(Natural language region descriptions)
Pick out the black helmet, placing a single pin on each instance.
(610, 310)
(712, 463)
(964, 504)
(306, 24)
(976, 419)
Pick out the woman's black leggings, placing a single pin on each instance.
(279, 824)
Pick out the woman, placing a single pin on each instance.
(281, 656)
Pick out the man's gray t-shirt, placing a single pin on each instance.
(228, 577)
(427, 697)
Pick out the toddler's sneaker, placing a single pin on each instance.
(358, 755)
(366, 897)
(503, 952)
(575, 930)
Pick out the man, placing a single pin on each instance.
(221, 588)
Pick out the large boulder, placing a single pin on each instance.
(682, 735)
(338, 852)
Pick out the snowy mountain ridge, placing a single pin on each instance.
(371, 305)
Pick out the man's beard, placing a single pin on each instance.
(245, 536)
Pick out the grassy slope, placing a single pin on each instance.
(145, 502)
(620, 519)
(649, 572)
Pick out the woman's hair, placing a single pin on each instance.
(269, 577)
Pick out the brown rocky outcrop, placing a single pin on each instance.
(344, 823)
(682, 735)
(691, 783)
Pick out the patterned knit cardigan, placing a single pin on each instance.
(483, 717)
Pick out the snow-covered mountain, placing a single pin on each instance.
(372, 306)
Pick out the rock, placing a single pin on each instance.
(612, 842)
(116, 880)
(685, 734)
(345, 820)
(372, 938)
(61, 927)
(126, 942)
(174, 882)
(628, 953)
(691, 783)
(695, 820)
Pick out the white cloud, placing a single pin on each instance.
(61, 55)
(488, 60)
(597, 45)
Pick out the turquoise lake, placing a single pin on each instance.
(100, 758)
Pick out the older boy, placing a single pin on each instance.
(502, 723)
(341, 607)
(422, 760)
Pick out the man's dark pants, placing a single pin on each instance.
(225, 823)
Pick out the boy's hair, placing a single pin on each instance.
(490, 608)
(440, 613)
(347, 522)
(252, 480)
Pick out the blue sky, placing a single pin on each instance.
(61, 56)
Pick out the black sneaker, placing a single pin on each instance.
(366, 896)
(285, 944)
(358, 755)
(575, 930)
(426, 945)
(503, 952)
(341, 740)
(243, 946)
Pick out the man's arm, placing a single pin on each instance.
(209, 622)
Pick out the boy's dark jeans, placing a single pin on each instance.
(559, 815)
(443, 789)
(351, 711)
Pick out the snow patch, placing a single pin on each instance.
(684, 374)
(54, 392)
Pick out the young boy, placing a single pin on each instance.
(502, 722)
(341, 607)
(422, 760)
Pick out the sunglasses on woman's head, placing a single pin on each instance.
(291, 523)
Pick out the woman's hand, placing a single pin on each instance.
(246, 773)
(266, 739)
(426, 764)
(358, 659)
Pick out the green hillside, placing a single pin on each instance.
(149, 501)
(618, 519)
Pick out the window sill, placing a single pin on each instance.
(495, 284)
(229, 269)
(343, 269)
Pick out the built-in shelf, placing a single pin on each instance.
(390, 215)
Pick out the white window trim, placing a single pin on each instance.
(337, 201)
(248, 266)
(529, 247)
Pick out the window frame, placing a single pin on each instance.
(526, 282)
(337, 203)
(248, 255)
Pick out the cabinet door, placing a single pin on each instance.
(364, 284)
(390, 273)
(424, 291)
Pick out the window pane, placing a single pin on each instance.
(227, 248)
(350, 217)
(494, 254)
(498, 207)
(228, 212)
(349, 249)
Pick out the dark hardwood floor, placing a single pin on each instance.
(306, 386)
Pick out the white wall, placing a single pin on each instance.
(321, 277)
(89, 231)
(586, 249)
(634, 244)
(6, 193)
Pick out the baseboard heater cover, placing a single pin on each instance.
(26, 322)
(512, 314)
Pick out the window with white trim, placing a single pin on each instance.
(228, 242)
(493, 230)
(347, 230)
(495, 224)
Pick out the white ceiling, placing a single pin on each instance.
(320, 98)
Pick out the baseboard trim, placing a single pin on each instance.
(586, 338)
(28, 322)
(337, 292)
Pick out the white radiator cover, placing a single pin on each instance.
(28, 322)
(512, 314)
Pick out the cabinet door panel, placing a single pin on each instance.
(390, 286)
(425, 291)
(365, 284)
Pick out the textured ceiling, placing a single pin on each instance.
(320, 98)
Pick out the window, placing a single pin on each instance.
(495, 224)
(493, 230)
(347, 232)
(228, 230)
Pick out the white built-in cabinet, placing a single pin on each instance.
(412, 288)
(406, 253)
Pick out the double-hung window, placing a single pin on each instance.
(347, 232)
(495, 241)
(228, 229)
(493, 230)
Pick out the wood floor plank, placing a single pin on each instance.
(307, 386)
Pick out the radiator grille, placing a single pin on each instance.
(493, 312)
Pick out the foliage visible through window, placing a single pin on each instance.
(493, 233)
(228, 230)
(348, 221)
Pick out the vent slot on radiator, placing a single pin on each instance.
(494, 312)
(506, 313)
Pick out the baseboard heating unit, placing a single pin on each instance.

EXERCISE OBJECTIVE
All the records above need to be output exactly, with none omitted.

RESPONSE BOX
Pick out the black helmet, placing a single pin on each instance.
(610, 310)
(712, 463)
(964, 504)
(306, 24)
(976, 419)
Pick out the woman's black leggings, placing a single pin on each instance.
(279, 824)
Pick out the woman, placing a single pin on each instance.
(281, 656)
Pick out the man's gray t-shirt, placing a single pin on each instance.
(228, 577)
(427, 697)
Pick out the toddler's sneaker, placing a single pin on each instance.
(358, 755)
(366, 897)
(503, 952)
(575, 930)
Pick out the man, placing a single pin on each instance.
(221, 588)
Pick out the large boulder, placing a single pin on each instance.
(682, 735)
(338, 852)
Pick out the snowy mountain ridge, placing a single pin on each instance.
(371, 305)
Pick out the man's beard, placing a single pin on each instance.
(245, 536)
Pick out the grassy slope, placing a single pin on each instance.
(145, 502)
(620, 519)
(649, 572)
Pick out the woman's hair, placing a single pin on each instance.
(269, 577)
Pick out the brown rocky outcrop, placing a single pin on each instance.
(344, 823)
(682, 735)
(691, 783)
Pick out the patterned knit cardigan, placing a single pin on each instance.
(483, 717)
Pick out the snow-covered mountain, placing a single pin on each instance.
(372, 306)
Pick out the rock, placing a single pin on each instance.
(612, 842)
(116, 880)
(685, 734)
(345, 820)
(372, 938)
(61, 927)
(126, 942)
(174, 882)
(628, 953)
(691, 783)
(695, 820)
Pick out the white cloud, placing a single pin on each instance.
(61, 55)
(488, 60)
(597, 45)
Pick out the turquoise lake, placing a single pin on each instance.
(100, 758)
Pick out the older boy, placing a single pin on each instance.
(502, 723)
(341, 607)
(422, 760)
Pick out the man's dark pants, placing a single pin on each instance.
(225, 823)
Pick out the boy's hair, placing a single pin on each instance.
(490, 608)
(440, 613)
(347, 522)
(252, 480)
Pick out the blue sky, placing a single pin on each instance.
(61, 56)
Pick out the black sneaker, placing a single pin on each instance.
(366, 896)
(285, 944)
(358, 755)
(575, 930)
(426, 945)
(503, 952)
(341, 740)
(243, 946)
Pick out the man's arm, placing a single pin on each instance.
(209, 622)
Pick out the boy's dark jeans, placing a single pin on each instance.
(559, 815)
(443, 789)
(351, 711)
Pick out the snow patch, placing a single pin on each instance.
(684, 374)
(54, 392)
Pick out the young boy, placing a single pin on each instance.
(502, 722)
(341, 607)
(422, 760)
Pick out the sunglasses on woman's head, placing a single pin on each instance.
(291, 523)
Pick out the woman's hand, placing a single pin on each instance.
(246, 773)
(266, 739)
(426, 764)
(358, 659)
Pick out the green hillside, placing a single pin on each instance.
(149, 501)
(618, 519)
Pick out the window sill, placing a single pin on each instance.
(495, 284)
(229, 269)
(343, 269)
Pick out the built-in shelf, placing a single pin on each instance.
(390, 215)
Pick out the white window trim, placing a single pin on each instance.
(337, 201)
(248, 266)
(529, 247)
Pick out the window frame, placing a single pin on each instance.
(526, 282)
(337, 203)
(248, 255)
Pick out the cabinet door, placing a single pin on each instance.
(364, 284)
(390, 273)
(424, 291)
Pick out the window pane, placing a single pin on each instance.
(227, 248)
(350, 217)
(494, 254)
(498, 207)
(228, 212)
(349, 249)
Pick out the dark hardwood floor, placing a single pin on each instance.
(306, 386)
Pick out the white wall, placing a single pin on each instance.
(321, 277)
(89, 231)
(586, 249)
(634, 244)
(6, 193)
Pick out the baseboard heater cover, placing a single pin on each instance.
(26, 322)
(512, 314)
Pick out the window with white trim, placing a single pin on each instance.
(228, 242)
(493, 230)
(347, 230)
(495, 224)
Pick out the white ceiling, placing a single pin on each instance.
(320, 98)
Pick out the baseboard trim, placing a single pin on each instance.
(586, 338)
(28, 322)
(337, 292)
Pick out the white radiator cover, placing a single pin on each instance.
(28, 322)
(512, 314)
Pick out the cabinet door panel, placing a single pin on each instance.
(390, 286)
(425, 291)
(365, 284)
Pick out the textured ceiling, placing a single pin on each instance.
(320, 98)
Pick out the window, placing a single pin on each instance.
(495, 224)
(493, 230)
(347, 232)
(228, 230)
Pick out the white built-in cabinet, placing a single pin on each instance.
(412, 288)
(406, 253)
Pick out the double-hung window, placing a single pin on each instance.
(347, 232)
(495, 241)
(228, 229)
(493, 230)
Pick out the wood floor plank, placing a single pin on each instance.
(307, 386)
Pick out the radiator grille, placing a single pin on each instance.
(493, 312)
Pick out the foliage visible through window, placing a single pin on each instance.
(493, 233)
(228, 230)
(348, 221)
Pick out the vent slot on radiator, placing a single pin on each instance.
(494, 312)
(506, 313)
Pick out the baseboard heating unit, placing a single pin on each instance.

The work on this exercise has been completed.